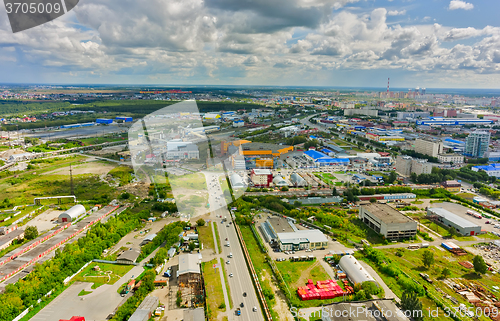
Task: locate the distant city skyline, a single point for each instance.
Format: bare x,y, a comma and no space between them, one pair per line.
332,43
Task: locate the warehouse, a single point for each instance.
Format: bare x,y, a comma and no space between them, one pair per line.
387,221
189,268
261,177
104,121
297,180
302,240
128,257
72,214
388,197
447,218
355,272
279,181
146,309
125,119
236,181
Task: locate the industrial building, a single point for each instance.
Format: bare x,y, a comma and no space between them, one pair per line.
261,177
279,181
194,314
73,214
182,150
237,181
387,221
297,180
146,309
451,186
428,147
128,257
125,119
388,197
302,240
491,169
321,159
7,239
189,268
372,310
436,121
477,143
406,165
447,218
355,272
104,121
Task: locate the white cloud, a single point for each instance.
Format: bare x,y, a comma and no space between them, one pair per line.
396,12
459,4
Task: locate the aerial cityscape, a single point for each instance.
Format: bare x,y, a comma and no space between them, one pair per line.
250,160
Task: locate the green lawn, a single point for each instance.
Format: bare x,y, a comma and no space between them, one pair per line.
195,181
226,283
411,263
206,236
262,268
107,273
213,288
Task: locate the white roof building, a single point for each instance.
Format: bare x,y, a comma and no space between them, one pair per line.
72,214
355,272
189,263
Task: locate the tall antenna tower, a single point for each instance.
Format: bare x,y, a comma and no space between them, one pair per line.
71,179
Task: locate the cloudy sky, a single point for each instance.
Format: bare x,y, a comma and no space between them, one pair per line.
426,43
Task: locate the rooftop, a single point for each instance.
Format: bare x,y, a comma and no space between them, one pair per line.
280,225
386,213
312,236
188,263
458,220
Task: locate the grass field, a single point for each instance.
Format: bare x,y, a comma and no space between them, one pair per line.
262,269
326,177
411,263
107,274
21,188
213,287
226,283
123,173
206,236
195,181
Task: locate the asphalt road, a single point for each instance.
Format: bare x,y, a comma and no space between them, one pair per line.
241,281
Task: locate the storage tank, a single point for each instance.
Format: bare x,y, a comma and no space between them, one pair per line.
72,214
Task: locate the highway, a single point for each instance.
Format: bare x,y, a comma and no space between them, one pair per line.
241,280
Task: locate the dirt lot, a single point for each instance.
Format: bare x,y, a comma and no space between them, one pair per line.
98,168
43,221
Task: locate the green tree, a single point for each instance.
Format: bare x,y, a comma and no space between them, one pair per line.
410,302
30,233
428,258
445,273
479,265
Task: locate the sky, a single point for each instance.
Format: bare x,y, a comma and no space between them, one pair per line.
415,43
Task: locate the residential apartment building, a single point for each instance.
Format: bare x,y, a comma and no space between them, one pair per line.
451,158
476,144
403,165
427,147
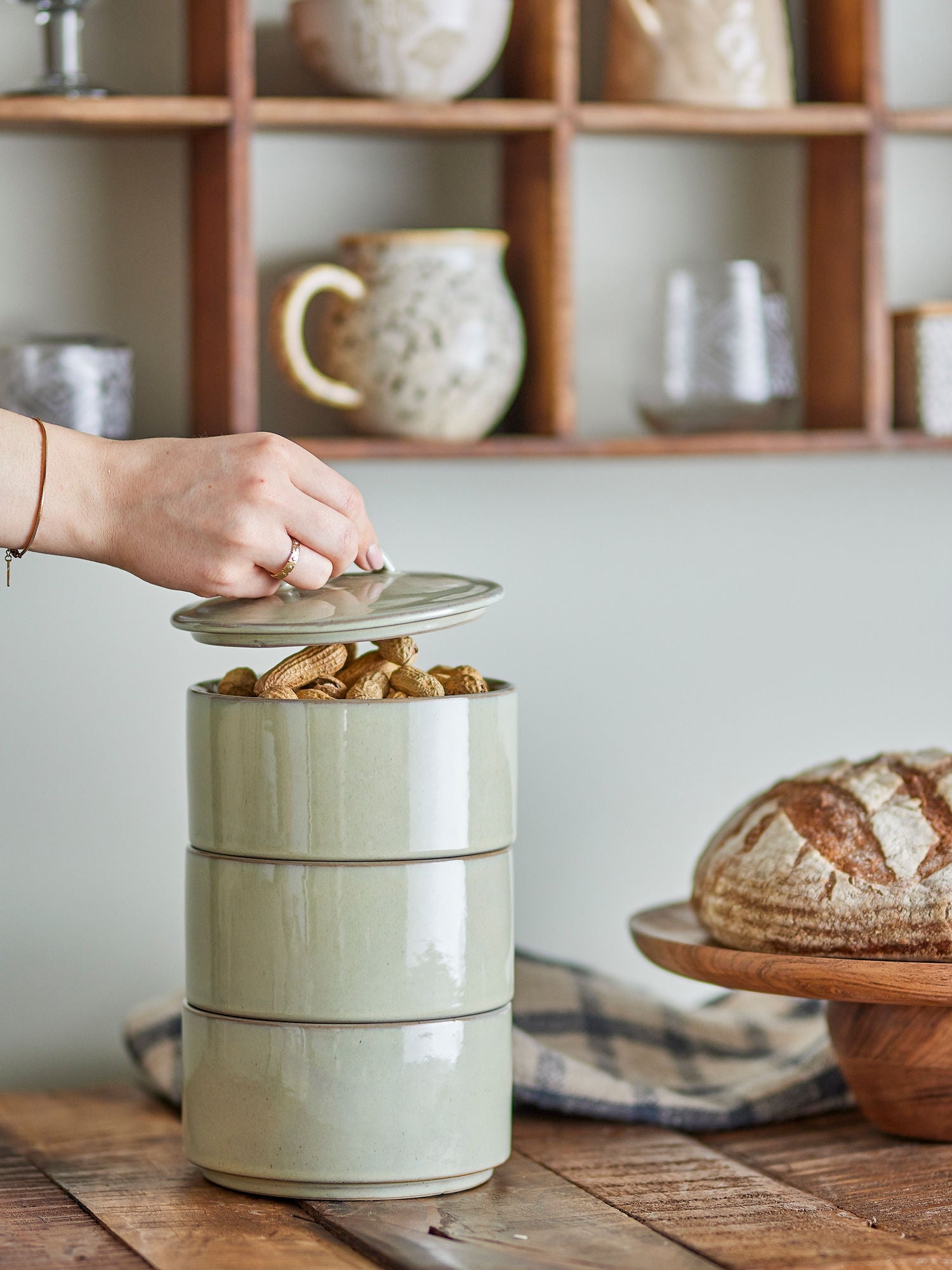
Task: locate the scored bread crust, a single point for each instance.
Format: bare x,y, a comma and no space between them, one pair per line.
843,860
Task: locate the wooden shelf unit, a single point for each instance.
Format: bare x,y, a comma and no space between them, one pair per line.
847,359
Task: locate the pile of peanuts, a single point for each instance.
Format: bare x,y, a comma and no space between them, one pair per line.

-- -- --

→ **Assignment**
The answer is the complete set of records, copied exactly, with pictures omitted.

→ **Solution for this task**
Task: locate the distant city skyline, a single point for each instance.
Format: bare x,y, a comma and no space between them, one pair per line.
332,43
Task: locate the warehouse, a single point for each instance.
Format: bare x,y, a comma and no space between them, one pair per line.
387,221
189,268
261,177
104,121
297,180
302,240
128,257
72,214
388,197
447,218
355,272
279,181
146,309
125,119
236,181
Task: locate the industrial building, a single point for each instance.
Format: bare x,y, a comma and no space between them, one pair per line.
261,177
279,181
194,314
73,214
182,150
237,181
387,221
297,180
146,309
451,186
428,147
128,257
125,119
388,197
302,240
491,169
321,159
7,239
189,268
372,310
436,121
477,143
406,165
447,218
355,272
104,121
Task: locate the white cloud, a single point for each instance.
Format: bare x,y, a comma and no space between them, one pair per line.
396,12
459,4
Task: locate the aerial cityscape, a single point for each instance.
Format: bare x,y, a comma and no space between them, one pair per line.
250,160
Task: locate the green lawn, a single point for each instance.
Format: bare x,y, a comma and no space between them, one pair per line.
195,181
226,283
411,263
206,236
262,268
107,273
213,288
Task: locate the white roof building, a single point for each instance.
Format: bare x,y, a comma and no space between them, one pair per line.
72,214
355,272
189,263
Task: locate the tall antenna tower, a single point for each instance.
Format: bare x,y, a comma and no space between them, one pair per line.
71,179
Task: locate the cloudy sky, a single point for each instance.
Format: bare x,y, a comma and no space between them, one pair per line.
426,43
Task: locate the rooftop, a single point for each instance.
Format: bare x,y, a comma and no space between them, one pair per line.
280,225
386,213
312,236
188,263
458,220
Task: locate the grass field, a single point for each instance.
Format: bare x,y, a comma and no space between them, one pair per line.
262,269
326,177
411,263
107,274
21,188
213,287
226,283
123,173
206,236
195,181
Task: locate the asphalt road, a single point for each instance.
Format: bare x,y, a comma and no space between them, one pair per line.
241,281
Task: locate the storage tank, a single point for each instance.
Format: bare x,y, a comma and no space between them, one pair per line.
72,214
Task: locate the highway, a single point for each instance.
Format: bare x,y, a comma and no space between them, one pair per line.
241,280
Task: locate the dirt lot, a single point for each instance.
Format: bare x,y, a comma and no space between them, one pair per line.
98,168
43,221
Task: locate the green tree, a single point for each instance.
Format: bare x,y, a comma and no space between them, one pair per line.
410,302
30,233
428,258
445,273
479,265
Task: locate the sky, a single point for each instance.
Format: bare x,y, a comma and no space between them, one pair per line.
415,43
Task: locate the residential apartment building, a single point for each instance.
Format: bare x,y, a comma and no space between them, one pair per line.
451,158
476,144
403,165
427,147
Task: locate the scored bread crust, a single point for each instance.
Format: bare x,y, a comma and no space between them, one pair per line.
843,860
Task: locate the wooden shelf unit, a single point for each instance.
Format: bare x,y, a comma and no space between them, one pair per line.
847,359
Task: locate the pile of peanuts, a single point for each instance.
Format: bare x,y, a comma and no space between them, one pair per line.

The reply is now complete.